> _Problem requirements_: Write out the entries, please, from the line containing "compact form (511,881)." through their final line, exactly and with nothing else.

[start Given entries]

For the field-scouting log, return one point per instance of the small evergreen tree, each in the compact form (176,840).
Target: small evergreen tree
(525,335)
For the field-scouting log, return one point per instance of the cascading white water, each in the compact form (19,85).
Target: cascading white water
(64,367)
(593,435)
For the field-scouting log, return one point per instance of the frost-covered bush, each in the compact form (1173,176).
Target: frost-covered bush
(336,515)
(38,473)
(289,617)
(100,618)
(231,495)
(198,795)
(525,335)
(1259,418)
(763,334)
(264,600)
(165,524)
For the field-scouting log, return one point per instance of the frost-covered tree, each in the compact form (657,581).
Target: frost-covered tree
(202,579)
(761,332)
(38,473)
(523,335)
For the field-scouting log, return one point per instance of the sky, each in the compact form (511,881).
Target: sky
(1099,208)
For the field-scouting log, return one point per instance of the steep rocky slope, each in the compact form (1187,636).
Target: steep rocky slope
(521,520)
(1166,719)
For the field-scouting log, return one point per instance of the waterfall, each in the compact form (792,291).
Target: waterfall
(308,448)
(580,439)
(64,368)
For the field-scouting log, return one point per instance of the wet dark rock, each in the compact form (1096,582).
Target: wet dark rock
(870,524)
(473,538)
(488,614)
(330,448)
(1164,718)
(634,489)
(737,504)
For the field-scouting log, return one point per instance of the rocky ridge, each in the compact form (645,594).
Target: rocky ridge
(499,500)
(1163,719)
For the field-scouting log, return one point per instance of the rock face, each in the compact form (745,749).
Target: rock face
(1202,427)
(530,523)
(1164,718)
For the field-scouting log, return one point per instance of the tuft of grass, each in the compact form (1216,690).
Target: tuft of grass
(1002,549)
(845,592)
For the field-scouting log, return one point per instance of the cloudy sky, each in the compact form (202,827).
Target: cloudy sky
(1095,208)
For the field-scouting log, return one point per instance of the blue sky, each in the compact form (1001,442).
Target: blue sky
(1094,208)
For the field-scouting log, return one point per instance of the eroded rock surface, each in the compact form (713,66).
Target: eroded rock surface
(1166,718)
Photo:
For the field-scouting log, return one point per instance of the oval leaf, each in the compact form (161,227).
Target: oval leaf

[end Given entries]

> _Exercise output_:
For the field-scouting log, return one point per instance of the sky, each in the compact form (511,881).
Target: sky
(1099,208)
For the field-scouting log, return one point per instance of the steep rocky slope, each in the compact form (1187,636).
Target: steep rocky slope
(521,520)
(1166,719)
For the field-scouting log, return one point per instance of the waterfall, each in the compact form (792,291).
Target: waterfall
(308,448)
(580,439)
(64,368)
For the field-scouting log, return one point per instance of the wet dark rock, each in the compact form (1096,582).
Target: wet dark rock
(870,524)
(473,538)
(488,614)
(330,448)
(1164,718)
(634,489)
(737,504)
For the field-scouting log, return one point per instance of the rocky ridge, each in the compact form (645,594).
Target: rocky ridge
(499,500)
(1163,719)
For the field-scouting log, return one point per instance of the rock face, each in the compact form (745,749).
Target: rock face
(1202,427)
(530,523)
(1164,718)
For the field-scouting log, return one point per instance of the tuft of grass, each in the compact form (1216,690).
Target: tuft of grass
(1002,549)
(845,592)
For the field-scouting log, return one point per instance of the cloudy sky, each in the compact form (202,827).
Target: cloudy sky
(1095,208)
For the field-scouting log, return one point per instance of the blue sky, each in the compact form (1001,442).
Target: blue sky
(1094,208)
For the field-scouting log, return one point per instance of the eroded rock surface, each in the compact form (713,66).
Target: eroded rock surface
(1166,718)
Photo:
For the field-scouting log, return one point per instance of the oval leaf, each in the compact form (161,227).
Target: oval leaf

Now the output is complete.